TASK REQUIREMENTS:
All of the data below is to be output exactly as written.

ENTRIES PROVIDED:
BEGIN
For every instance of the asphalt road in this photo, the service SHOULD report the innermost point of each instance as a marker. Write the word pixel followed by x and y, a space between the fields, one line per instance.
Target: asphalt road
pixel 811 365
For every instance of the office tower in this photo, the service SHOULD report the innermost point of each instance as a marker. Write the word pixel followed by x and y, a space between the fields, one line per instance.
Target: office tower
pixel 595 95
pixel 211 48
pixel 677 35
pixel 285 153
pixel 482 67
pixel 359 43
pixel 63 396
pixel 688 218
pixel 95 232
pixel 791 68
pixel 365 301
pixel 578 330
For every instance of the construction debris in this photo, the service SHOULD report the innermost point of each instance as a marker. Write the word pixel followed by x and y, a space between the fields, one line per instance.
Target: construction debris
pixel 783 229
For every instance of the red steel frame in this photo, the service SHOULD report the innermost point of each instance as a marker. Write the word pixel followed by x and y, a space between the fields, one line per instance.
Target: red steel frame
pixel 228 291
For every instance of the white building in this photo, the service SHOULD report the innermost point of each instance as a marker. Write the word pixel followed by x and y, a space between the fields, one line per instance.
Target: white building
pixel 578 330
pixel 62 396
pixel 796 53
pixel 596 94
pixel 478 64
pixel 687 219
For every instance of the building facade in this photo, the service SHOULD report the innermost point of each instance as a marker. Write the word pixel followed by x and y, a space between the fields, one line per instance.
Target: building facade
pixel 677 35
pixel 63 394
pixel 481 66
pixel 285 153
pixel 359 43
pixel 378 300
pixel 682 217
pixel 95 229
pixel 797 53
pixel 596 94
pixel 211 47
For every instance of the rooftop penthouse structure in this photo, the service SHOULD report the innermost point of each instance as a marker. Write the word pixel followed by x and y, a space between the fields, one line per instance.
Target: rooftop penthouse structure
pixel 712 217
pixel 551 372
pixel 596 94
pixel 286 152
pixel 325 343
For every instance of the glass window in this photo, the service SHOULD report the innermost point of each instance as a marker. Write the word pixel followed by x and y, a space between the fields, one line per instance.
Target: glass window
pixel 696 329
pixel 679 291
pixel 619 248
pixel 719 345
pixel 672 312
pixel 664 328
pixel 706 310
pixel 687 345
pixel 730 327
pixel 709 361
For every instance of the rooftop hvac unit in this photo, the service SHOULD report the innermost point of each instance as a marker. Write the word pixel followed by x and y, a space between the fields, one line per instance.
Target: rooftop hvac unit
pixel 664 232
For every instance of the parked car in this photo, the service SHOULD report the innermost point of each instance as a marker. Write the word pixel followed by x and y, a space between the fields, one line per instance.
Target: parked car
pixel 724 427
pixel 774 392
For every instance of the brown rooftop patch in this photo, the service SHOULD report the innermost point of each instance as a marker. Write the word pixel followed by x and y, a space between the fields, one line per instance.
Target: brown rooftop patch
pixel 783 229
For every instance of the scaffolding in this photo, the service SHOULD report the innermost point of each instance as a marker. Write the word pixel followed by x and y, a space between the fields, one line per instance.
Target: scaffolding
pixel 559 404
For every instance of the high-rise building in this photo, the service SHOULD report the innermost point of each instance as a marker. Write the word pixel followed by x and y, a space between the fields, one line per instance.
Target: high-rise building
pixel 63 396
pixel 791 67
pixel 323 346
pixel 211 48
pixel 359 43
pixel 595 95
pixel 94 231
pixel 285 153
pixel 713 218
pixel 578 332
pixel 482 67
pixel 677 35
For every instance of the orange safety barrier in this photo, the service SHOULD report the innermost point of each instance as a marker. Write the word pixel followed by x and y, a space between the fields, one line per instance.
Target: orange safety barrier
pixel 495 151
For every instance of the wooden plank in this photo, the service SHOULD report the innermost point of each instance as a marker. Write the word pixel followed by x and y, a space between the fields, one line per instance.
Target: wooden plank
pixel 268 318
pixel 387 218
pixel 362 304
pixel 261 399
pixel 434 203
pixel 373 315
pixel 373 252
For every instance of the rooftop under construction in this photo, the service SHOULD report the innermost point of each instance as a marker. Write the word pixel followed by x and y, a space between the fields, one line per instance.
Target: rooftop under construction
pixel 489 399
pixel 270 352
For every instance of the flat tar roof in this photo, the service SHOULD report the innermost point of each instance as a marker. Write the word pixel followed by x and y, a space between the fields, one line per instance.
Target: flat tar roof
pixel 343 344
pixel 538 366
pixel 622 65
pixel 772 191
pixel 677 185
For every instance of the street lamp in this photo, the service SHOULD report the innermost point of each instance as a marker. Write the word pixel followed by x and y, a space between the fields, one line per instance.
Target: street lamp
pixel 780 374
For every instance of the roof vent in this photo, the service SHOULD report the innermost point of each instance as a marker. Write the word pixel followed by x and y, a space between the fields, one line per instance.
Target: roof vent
END
TASK ANSWER:
For every instance of the asphalt road in this photo, the service SHOULD report the innermost point of each instance as a marker. Write the word pixel followed by x and y, a space between the fields, one line per instance.
Target: asphalt road
pixel 811 365
For every instance of the office tower in this photo, the service SHOULD report the innermost point of each instance as a marker. Write the word pixel followed by x and y, a space between the fields, one line per instance.
Target: office tower
pixel 595 95
pixel 211 48
pixel 677 35
pixel 285 153
pixel 482 67
pixel 359 43
pixel 63 396
pixel 688 218
pixel 95 232
pixel 791 68
pixel 365 301
pixel 578 330
For every instance of the construction debris in this photo, the service SHOULD report the innermost point of each instance as a marker. Write the word pixel followed by x and y, a space between the fields, one line per instance.
Target: construction debris
pixel 783 229
For every instance of the red steel frame in this photo, the service SHOULD report the innermost point of each instance as a marker. Write the word pixel followed by x and y, a space between the fields, one line per instance.
Target: red steel frame
pixel 228 291
For every instance of the white building in this photo, the service SHOULD report the innermost point of each instance as a marker. Write the word pixel followed by x and y, a space between the fields, one line per instance.
Target: white building
pixel 578 330
pixel 62 396
pixel 796 53
pixel 596 94
pixel 478 64
pixel 687 219
For every instance of the building facade in this photo, the service SHOULD report the innermost point of each instance as a marker. Write the word pixel followed by x and y, a space between the fields, one line per instance.
Target: building facade
pixel 677 35
pixel 63 394
pixel 481 66
pixel 285 153
pixel 359 43
pixel 378 300
pixel 682 217
pixel 95 229
pixel 797 53
pixel 596 94
pixel 211 47
For every instance of the rooftop penthouse structure in this photo, the service SHOULD report the innermost point of each instance as a marker. Write the word pixel followed by x and y, a space between the fields, one line per instance.
Target: rooftop penthouse structure
pixel 712 217
pixel 551 372
pixel 596 94
pixel 286 152
pixel 325 343
For every instance of the glass window in this photo, the service SHOULD report the innermost point of each instance as a marker. Write the word pixel followed by x and y, a space between the fields, one line per instance.
Target: glass window
pixel 696 329
pixel 679 291
pixel 619 248
pixel 719 345
pixel 672 312
pixel 664 328
pixel 706 310
pixel 687 345
pixel 730 327
pixel 709 361
For every instance of the rooftop hvac unit in this photo, the service SHOULD report the innermost point of each instance as a marker. Write the word pixel followed by x and y, a space between the fields, one line per instance.
Target: rooftop hvac unit
pixel 664 232
For every instance of the parked car in this photo, the service SHOULD report the innermost point of each instance as a marker. Write the word pixel followed by x and y, a space between the fields, one line per instance.
Target: parked car
pixel 724 427
pixel 774 392
For every instance of the brown rooftop patch in this photo, the service SHOULD report the innermost point of each instance as a marker. Write the word pixel followed by x and y, a space between the fields, one line per instance.
Target: brown rooftop patch
pixel 783 229
For every instance of the scaffolding in this photo, the service SHOULD report the innermost point of each instance as a marker. Write the word pixel followed by x and y, a space between the fields, one line per instance.
Target: scaffolding
pixel 559 404
For every instance of the high-rise building in this photo, the service SHOULD report the innermost point of each instance as a marker. Write the word pixel followed by x and y, a space between the fields, one line per instance.
Target: high-rise building
pixel 63 396
pixel 791 67
pixel 323 346
pixel 211 48
pixel 359 43
pixel 595 95
pixel 94 231
pixel 285 153
pixel 713 218
pixel 578 332
pixel 482 67
pixel 677 35
For every instance of the orange safety barrier in this photo, the service SHOULD report the innermost point of each instance as a marker. Write the word pixel followed by x and y, a space between the fields, one line per instance.
Target: orange safety barrier
pixel 495 151
For every instance of the wooden plank in this photo, the service SHOULD report the innermost point of each instance as a marker. Write the word pixel followed by x and y, a space between the fields, one line per instance.
Target: wooden plank
pixel 268 318
pixel 387 218
pixel 362 304
pixel 261 399
pixel 434 203
pixel 373 315
pixel 373 252
For every instance of the rooftop under construction in this photo, the service SHOULD report the innermost point of each instance as a marker. Write the word pixel followed by x and y, a space between the fields, one line per instance.
Target: rooftop under construction
pixel 489 399
pixel 270 352
For every instance of the flat tar roof in this photo, the service SHOULD report the innermost point of each instance as a marker. Write the word pixel followed by x and y, a space between the fields, one line per instance.
Target: flat tar roof
pixel 343 344
pixel 538 366
pixel 622 65
pixel 772 191
pixel 677 185
For every instance of the street lamp in this photo, the service SHOULD report the innermost point of each instance as a marker. Write the word pixel followed by x and y, a space between the fields, one line per instance.
Target: street lamp
pixel 780 374
For every instance of the roof vent in this photo, the service SHOULD report the innermost point of each instance as a marker. Write the word pixel followed by x and y, a space between the fields, one line per instance.
Target: roof vent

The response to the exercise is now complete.